§ Task objective: Could you please write out the data shown below, exactly and in full?

##### Given records #####

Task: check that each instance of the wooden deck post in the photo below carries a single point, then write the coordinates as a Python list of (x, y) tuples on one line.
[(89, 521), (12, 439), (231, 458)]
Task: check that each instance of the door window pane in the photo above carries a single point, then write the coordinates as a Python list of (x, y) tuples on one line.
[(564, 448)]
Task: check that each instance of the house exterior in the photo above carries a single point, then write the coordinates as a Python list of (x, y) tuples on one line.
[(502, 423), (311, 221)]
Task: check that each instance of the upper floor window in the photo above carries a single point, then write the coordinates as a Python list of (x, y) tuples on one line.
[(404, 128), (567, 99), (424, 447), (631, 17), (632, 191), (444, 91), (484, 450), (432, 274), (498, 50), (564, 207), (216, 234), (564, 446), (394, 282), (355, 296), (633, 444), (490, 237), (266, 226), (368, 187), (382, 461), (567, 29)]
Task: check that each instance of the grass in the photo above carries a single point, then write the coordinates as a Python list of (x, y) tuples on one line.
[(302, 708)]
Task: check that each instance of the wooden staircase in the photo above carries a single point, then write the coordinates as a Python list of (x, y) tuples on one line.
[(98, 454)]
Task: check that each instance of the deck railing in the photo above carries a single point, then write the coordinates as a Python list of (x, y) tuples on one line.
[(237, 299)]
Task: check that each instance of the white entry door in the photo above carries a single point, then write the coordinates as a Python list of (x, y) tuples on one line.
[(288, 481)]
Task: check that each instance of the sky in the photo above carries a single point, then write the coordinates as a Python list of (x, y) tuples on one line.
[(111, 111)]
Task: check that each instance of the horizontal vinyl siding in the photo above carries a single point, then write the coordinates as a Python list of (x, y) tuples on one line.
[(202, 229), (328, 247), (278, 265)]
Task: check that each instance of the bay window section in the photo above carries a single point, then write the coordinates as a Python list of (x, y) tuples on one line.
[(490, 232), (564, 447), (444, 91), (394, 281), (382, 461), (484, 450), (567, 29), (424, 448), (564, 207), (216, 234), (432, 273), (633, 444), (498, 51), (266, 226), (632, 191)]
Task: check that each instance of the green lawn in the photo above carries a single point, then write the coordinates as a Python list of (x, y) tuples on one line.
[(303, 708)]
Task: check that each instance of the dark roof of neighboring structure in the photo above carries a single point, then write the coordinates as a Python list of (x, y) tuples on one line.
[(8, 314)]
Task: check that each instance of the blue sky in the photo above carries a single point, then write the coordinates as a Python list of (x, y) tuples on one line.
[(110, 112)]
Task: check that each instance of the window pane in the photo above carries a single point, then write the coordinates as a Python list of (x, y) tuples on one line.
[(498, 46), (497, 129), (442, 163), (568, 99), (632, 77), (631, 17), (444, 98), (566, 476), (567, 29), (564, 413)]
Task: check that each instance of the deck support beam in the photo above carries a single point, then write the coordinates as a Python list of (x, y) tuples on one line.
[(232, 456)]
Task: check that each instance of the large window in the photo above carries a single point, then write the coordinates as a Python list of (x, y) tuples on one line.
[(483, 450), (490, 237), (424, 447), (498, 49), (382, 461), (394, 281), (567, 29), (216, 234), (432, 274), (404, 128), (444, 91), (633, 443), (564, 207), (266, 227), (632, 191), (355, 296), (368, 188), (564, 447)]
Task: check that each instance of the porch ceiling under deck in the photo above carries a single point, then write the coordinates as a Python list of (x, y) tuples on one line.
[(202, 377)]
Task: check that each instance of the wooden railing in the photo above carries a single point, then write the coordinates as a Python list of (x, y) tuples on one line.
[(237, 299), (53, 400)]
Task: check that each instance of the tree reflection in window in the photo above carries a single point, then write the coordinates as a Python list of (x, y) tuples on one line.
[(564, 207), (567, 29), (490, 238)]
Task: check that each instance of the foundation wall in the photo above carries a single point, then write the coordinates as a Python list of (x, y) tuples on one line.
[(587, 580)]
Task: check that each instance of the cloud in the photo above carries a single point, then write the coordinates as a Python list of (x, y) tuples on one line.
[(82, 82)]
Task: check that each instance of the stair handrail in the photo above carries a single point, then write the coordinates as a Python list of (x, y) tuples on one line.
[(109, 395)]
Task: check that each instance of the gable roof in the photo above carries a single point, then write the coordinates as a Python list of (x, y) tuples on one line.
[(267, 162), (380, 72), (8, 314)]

#####

§ Answer to this problem:
Task: check that each instance of the wooden deck post in the photo below carries a single point, then write the coordinates as a Python list of (x, y) tuples on one line.
[(89, 521), (12, 439), (231, 458)]
Task: check that each instance of the door window pane in the photo above carries a single point, then write the coordinates as a Python list of (x, y) tuples on one line.
[(564, 448)]
Task: check that each instance of the house exterior in the photo above carries a single point, then write the coordinates as a Python list of (x, y) tuples on one line.
[(502, 423), (311, 221)]
Task: check that each instance of the upper floor window in the photo above carries a single point, then write the coordinates as a Python list of (x, y) tuples on one line.
[(404, 128), (567, 99), (424, 447), (631, 17), (632, 191), (444, 91), (484, 450), (432, 274), (498, 50), (564, 207), (216, 234), (564, 446), (394, 282), (355, 296), (633, 444), (490, 237), (266, 226), (368, 187), (382, 461), (567, 29)]
Task: check that each instance of the grass in the photo above carries a single point, then write the coordinates as a Python list of (x, y) tuples on one line.
[(302, 708)]
Task: check that each instance of the wooden staircase in the photo above carries a single point, then write the coordinates as a Python list of (x, y) tuples on one line.
[(98, 454)]
Task: check that each instance of the deck railing in the photo above carries a single point, then write the coordinates as a Python list of (x, y) tuples on one line.
[(237, 299)]
Task: check that each instance of the white entry door in the photo above carries a single point, then write the coordinates as a Python list of (x, y) tuples on one line.
[(288, 481)]
Task: check that each instance of the sky in the photo above carries a single point, then write the coordinates as a Python list of (x, y) tuples on one line.
[(111, 111)]
Task: check that each instance of the horizontal vinyl siding in the photo above carries a single point, then write the coordinates as a Python list of (x, y) tuples on one line.
[(202, 229), (328, 247), (278, 265)]
Task: check that each instance of the bay window section in the photo above carries a single point, then write the coordinates as a Python list of (x, y) tuples on one line.
[(490, 232), (564, 447), (444, 91), (394, 281), (382, 461), (484, 450), (567, 29), (424, 448), (564, 207), (216, 234), (432, 273), (633, 444), (498, 51), (266, 226), (632, 191)]
Task: check that each instance of the green lawn in the photo above carries a single point, then write the coordinates as a Python list of (x, y) tuples on one line.
[(303, 708)]
Task: check that each instance of the dark roof of neighboring structure in the photo above carries a single point, then write the coordinates as a Python list of (x, y) tuples on one line.
[(8, 314)]
Task: check that each instance of the blue sky in the photo above carries a single point, then write the coordinates as a Python list of (x, y) tuples on one line.
[(110, 112)]
Task: check that each instance of the window pane in the photo above carries a single point, then write the coordinates as a Python list of (x, y) tuples on one line.
[(498, 46), (497, 129), (442, 163), (568, 99), (632, 77), (631, 17), (444, 98), (566, 476), (567, 29), (564, 413)]
Task: check that each instance of the deck support beam in the photo above carries a single point, then write the coordinates as a Python list of (x, y) tuples on one line.
[(232, 456)]
Task: check that each instance of the large window in the photo above carries a single point, then write the coordinates as a Python list of (x, y) tuples on one line.
[(483, 450), (490, 237), (424, 447), (498, 49), (382, 461), (394, 281), (567, 29), (216, 234), (432, 274), (404, 128), (444, 91), (633, 443), (564, 207), (266, 227), (632, 191), (355, 296), (368, 188), (564, 447)]
Task: check that each instance of the porch ceiling under deck in the photo above carries a single point, then write the coordinates as a Python list of (x, y) tuples on one line.
[(202, 377)]
Task: check that each instance of the wooden railing in the photo above carries a single point, then write the coordinates as a Python list of (x, y) tuples on one line.
[(237, 299), (53, 400)]
Task: check that each instance of the tree reflection in window in the photo above carries a single point, then write the coordinates as a Python list of (x, y) tuples on one line.
[(564, 207), (567, 29), (490, 238)]
Task: check that each instance of the foundation wall in the photo above carries a single point, then write the coordinates as a Python list of (x, y) tuples on one line.
[(587, 580)]
Task: check that each instance of the cloud in the photo above carries a single point, then write the coordinates as a Python list of (x, y) tuples on one line.
[(82, 82)]
Task: check that each instance of the stair handrail in the photo above carries a single point, then write the coordinates as a Python list of (x, y) tuples on one line.
[(109, 395)]
Task: check that each instance of the gable roof in the photo above carries a single point, then write the coordinates as a Python list of (x, y) tuples on one line.
[(267, 162), (380, 72), (8, 314)]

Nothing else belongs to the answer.